Güter kostenlos bekommen und weitergeben, Lebensmittel retten, Dienstleistungen verschenken. Für eine Umsonstökonomie, die auf dem Prinzip der Solidarität und einem sozialen Wirtschaftssystem beruht, fehlen zwar die politischen Rahmenbedingungen, doch sie ist vielerorts Alltagsrealität – auch in Wien.
Der «Einbruchsschutz» verfehlt seine Wirkung. Sechs Quadratmeter groß ist der Müllraum einer Billa-Filiale in Wien Ottakring. Die zwei großen Restmülltonnen sind von einem hohen Gitter umgeben, oben drauf montiert: lange, spitze Metallstacheln, um das Überklettern durch «Mülldieb:innen» zu verhindern. Die Tür aber steht sperrangelweit offen. Klar ist, Vinko bewegt sich rechtlich zumindest in einer Grauzone.
Mülltauchen
Der 42-jährige aber geht hier fast täglich ein und aus, völlig unbeschwert, wie es scheint. Vinko muss mehrere Supermarkt-Rollwägen, voll leerer Verpackungskartons zur Seite schieben, um sich den Weg zum Müll zu bahnen. In der Luft liegt eine säuerliche Note, der Boden ist klebrig. Vinko zieht seine Handschuhe über und beginnt mit der Arbeit.Er ist ein Dumpster-Diver der Initiative Robin Foods. Dafür holt Vinko noch essbare Lebensmittel aus dem Müll von Supermärkten. Den Großteil der aus der Tonne gefischten Lebensmittel spendet Vinko an eine Privatinitiative zur Unterstützung wohnungsloser Menschen. Einen kleinen Teil der Lebensmittel behält er für sich selbst. Einkaufen gehe er nur sehr selten. «Sicher 95 Prozent» seines Essens hole er sich vom Ausschuss der Supermärkte.

▶ [Was erwartet wird]: Wie lautet der Abschnitt aus dem Text über das Mülltauchen, der mit den Worten um „Mülltauchen“ beginnt und mit „Ausschuss der Supermärkte.“ schließt, wenn du ihn neu schreibst und dabei „Handschuhe“ durch „Gummihandschuhe“ ersetzt?

▶ [Auszug der Daten]:

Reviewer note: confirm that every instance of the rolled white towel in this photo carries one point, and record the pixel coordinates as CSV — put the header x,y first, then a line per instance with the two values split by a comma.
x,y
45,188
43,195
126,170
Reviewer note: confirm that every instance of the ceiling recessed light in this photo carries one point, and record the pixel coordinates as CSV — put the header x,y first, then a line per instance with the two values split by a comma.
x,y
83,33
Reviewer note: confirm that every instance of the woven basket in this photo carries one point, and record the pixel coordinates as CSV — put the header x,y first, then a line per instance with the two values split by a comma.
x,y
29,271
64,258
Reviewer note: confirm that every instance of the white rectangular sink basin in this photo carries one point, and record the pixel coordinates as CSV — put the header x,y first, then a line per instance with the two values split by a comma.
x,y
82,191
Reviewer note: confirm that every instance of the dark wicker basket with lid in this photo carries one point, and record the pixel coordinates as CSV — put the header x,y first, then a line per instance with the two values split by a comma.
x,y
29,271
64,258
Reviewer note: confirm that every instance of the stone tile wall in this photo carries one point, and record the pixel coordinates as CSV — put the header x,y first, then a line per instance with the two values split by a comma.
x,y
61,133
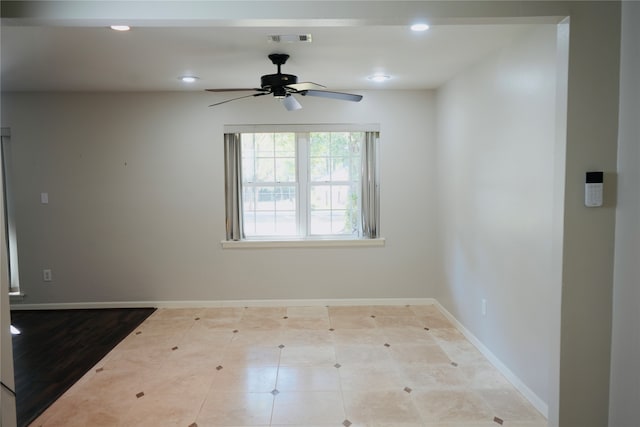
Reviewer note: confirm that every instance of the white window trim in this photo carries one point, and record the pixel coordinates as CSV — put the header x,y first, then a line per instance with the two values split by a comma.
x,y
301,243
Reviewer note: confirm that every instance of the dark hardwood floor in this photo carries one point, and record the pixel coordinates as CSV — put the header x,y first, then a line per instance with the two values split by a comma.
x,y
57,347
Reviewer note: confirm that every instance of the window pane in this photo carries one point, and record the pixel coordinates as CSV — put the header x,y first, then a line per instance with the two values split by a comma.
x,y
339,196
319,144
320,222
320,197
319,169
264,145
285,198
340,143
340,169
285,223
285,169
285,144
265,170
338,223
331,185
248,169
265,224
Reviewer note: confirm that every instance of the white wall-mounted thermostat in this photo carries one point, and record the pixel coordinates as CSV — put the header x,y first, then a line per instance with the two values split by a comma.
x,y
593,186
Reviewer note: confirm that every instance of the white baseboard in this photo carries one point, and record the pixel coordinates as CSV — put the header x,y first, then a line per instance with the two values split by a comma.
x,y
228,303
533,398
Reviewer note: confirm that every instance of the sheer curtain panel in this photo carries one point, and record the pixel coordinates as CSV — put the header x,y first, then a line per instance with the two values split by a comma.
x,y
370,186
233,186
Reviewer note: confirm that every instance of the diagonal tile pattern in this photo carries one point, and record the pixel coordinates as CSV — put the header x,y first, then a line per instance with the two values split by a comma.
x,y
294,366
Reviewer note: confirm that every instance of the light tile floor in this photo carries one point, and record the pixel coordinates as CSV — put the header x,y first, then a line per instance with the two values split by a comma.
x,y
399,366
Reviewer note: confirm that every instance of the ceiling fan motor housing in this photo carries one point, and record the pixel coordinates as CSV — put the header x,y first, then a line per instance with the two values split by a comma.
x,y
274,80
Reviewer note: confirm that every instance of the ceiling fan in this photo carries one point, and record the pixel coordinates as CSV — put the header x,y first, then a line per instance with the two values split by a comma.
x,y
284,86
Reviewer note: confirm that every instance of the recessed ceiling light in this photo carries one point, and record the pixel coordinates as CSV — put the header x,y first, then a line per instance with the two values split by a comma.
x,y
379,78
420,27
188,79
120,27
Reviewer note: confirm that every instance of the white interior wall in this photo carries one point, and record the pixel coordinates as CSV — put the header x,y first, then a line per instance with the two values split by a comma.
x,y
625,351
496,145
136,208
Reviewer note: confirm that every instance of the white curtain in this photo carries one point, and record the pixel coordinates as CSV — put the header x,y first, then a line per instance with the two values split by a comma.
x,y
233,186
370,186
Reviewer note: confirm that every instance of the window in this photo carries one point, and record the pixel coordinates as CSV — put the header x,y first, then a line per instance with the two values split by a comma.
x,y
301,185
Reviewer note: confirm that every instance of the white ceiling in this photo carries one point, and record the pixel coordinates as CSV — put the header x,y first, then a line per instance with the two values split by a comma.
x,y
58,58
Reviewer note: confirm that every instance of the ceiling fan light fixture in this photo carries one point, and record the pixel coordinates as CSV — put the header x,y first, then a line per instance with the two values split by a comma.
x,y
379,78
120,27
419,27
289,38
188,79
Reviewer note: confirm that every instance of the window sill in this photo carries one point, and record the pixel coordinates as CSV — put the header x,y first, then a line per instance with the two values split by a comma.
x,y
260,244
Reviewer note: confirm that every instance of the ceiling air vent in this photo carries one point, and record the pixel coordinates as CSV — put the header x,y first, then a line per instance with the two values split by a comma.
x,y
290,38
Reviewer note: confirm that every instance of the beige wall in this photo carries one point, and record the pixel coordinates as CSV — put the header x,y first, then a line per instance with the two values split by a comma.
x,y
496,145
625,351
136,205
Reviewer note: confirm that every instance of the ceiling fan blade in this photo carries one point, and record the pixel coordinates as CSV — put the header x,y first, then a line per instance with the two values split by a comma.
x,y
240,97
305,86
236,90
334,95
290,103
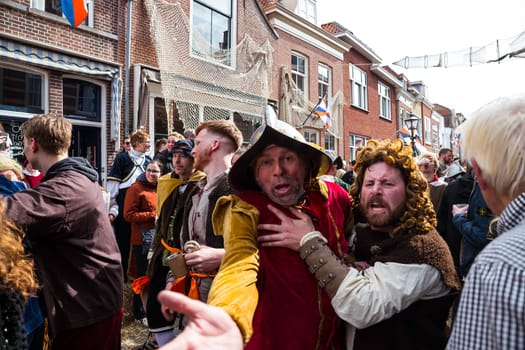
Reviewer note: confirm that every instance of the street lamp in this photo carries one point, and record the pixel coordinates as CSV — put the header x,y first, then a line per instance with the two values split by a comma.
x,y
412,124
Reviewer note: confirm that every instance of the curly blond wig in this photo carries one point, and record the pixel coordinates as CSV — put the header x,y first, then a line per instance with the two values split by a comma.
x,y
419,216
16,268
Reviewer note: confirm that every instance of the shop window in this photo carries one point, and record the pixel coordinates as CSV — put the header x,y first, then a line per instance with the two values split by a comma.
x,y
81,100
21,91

--

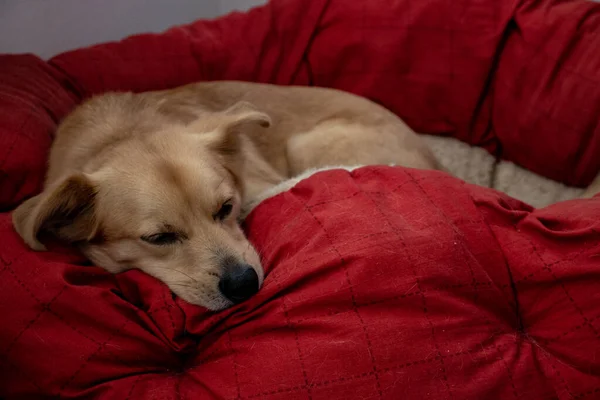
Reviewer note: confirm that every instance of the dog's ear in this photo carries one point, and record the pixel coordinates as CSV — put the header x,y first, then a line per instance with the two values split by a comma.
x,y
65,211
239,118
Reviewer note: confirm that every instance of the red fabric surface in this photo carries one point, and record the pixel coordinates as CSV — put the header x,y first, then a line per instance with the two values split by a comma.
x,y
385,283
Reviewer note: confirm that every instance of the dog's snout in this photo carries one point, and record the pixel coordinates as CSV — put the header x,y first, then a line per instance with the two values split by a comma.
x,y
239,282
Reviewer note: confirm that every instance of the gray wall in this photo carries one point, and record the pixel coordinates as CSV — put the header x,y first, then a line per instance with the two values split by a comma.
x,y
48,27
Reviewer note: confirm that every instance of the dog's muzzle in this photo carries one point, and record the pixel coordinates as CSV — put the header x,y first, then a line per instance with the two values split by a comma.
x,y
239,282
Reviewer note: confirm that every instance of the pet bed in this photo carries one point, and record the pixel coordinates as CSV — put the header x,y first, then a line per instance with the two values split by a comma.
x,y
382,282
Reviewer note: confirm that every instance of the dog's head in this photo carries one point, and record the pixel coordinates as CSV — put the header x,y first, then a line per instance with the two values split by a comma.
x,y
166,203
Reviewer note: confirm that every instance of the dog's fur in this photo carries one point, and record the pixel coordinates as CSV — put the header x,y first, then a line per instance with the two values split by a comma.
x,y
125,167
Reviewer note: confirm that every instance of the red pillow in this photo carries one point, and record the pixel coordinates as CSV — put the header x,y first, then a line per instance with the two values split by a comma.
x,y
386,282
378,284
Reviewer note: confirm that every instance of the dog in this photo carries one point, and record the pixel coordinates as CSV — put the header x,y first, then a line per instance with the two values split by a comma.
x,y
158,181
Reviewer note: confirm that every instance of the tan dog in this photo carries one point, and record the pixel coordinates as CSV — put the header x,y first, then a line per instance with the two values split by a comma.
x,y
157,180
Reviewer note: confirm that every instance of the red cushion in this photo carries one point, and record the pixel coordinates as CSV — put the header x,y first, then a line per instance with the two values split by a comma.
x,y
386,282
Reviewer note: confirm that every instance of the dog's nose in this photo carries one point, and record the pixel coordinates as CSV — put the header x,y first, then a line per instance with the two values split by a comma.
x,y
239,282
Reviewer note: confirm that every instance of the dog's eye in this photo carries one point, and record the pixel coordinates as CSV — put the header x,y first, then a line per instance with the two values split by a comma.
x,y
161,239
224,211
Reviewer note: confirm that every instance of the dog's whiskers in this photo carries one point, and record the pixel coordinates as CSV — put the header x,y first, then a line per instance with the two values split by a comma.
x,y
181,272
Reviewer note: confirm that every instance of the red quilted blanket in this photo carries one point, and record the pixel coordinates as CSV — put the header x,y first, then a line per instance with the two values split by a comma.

▶ [Antwort zur Aufgabe]:
Mülltauchen
Der 42-jährige aber geht hier fast täglich ein und aus, völlig unbeschwert, wie es scheint. Vinko muss mehrere Supermarkt-Rollwägen, voll leerer Verpackungskartons zur Seite schieben, um sich den Weg zum Müll zu bahnen. In der Luft liegt eine säuerliche Note, der Boden ist klebrig. Vinko zieht seine Gummihandschuhe über und beginnt mit der Arbeit.Er ist ein Dumpster-Diver der Initiative Robin Foods. Dafür holt Vinko noch essbare Lebensmittel aus dem Müll von Supermärkten. Den Großteil der aus der Tonne gefischten Lebensmittel spendet Vinko an eine Privatinitiative zur Unterstützung wohnungsloser Menschen. Einen kleinen Teil der Lebensmittel behält er für sich selbst. Einkaufen gehe er nur sehr selten. «Sicher 95 Prozent» seines Essens hole er sich vom Ausschuss der Supermärkte.